---- Material for the task

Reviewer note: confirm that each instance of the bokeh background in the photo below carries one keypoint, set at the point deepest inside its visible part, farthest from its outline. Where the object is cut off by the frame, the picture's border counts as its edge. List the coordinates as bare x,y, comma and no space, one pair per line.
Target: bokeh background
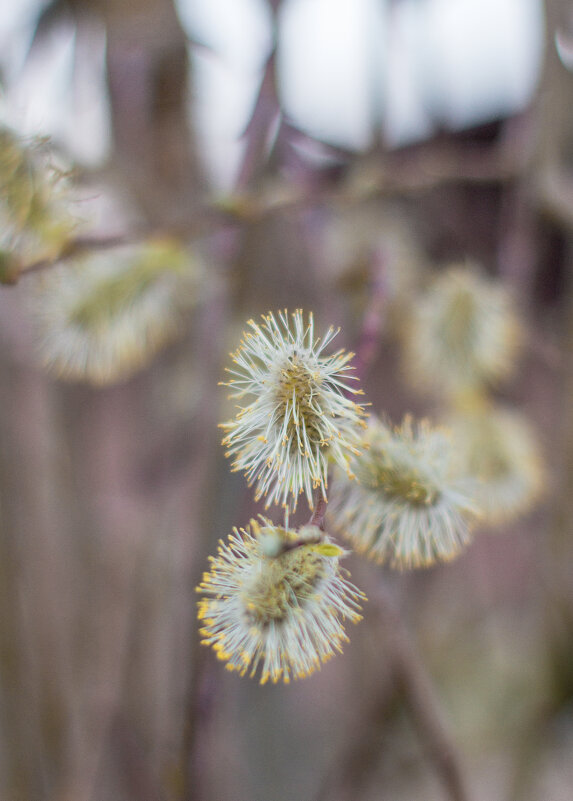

--------
---- Material for the task

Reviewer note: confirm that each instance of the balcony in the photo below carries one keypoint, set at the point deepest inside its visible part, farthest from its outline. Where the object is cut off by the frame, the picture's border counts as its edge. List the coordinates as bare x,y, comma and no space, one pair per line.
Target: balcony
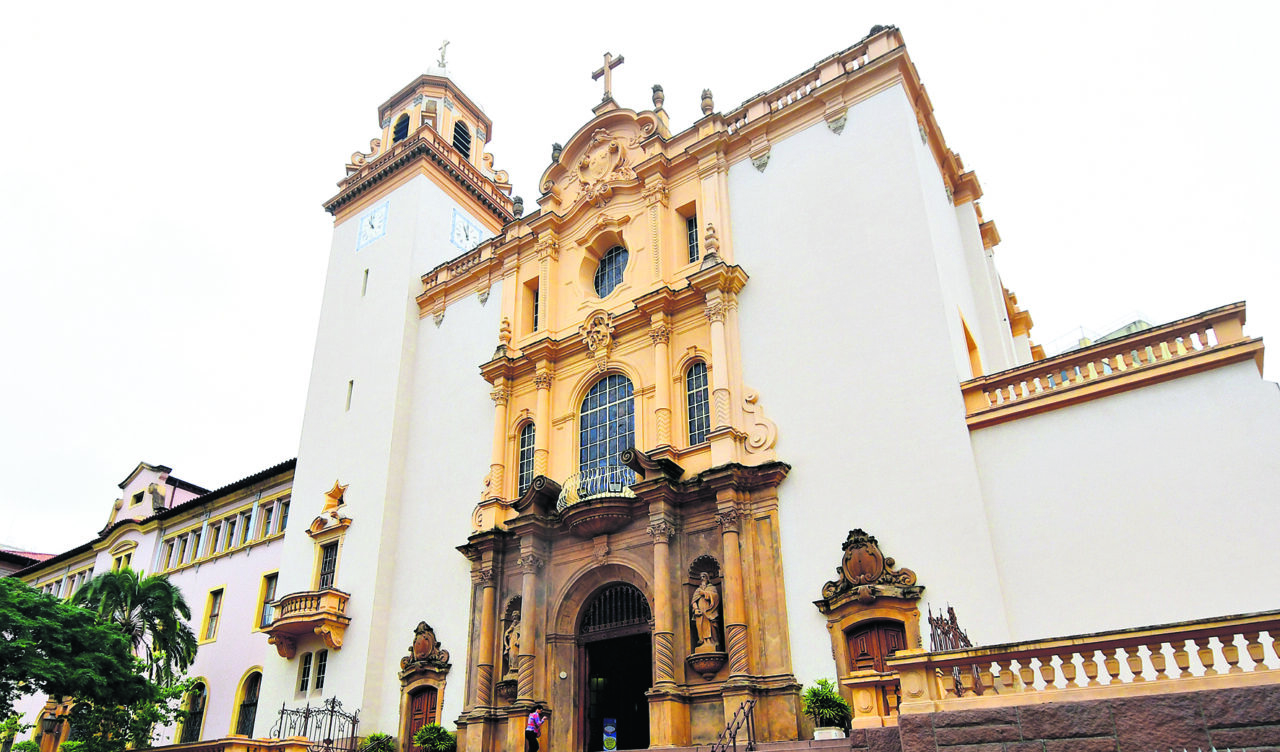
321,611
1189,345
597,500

--------
---- Material for the task

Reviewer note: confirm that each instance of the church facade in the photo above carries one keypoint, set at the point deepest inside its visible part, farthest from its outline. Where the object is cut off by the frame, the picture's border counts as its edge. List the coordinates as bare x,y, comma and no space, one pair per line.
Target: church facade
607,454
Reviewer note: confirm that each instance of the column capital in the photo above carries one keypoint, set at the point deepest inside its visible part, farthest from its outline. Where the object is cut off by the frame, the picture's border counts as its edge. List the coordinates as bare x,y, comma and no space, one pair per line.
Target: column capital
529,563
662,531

--------

* [Directions] Which lines of the listing contain the string "background"? Copy every one of them.

* [Answer box]
Reviewer note: confirm that each instance of the bokeh background in the photo below carries one keypoint, set at the point deepest inside its visible part, farthest from its outline. Where the object is cut off by the frame, the picture's border counts as its edge. List the coordinates as bare x,y, comma and no space, one pair per line.
Target: bokeh background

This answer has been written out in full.